▸ **Your objective**
Convert the entries below into a Markdown table with the columns Row and Line. Put each line in its own numbered row and omit any blank lines.

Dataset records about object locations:
■ ■ ■ ■
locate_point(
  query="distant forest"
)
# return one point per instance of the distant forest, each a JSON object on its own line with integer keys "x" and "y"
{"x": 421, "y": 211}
■ ■ ■ ■
▸ **Finished answer**
| Row | Line |
|---|---|
| 1 | locate_point( |
| 2 |   query="distant forest" |
| 3 | ) |
| 4 | # return one point per instance of the distant forest, each a JSON object on its own line with integer keys "x" and "y" |
| 5 | {"x": 421, "y": 211} |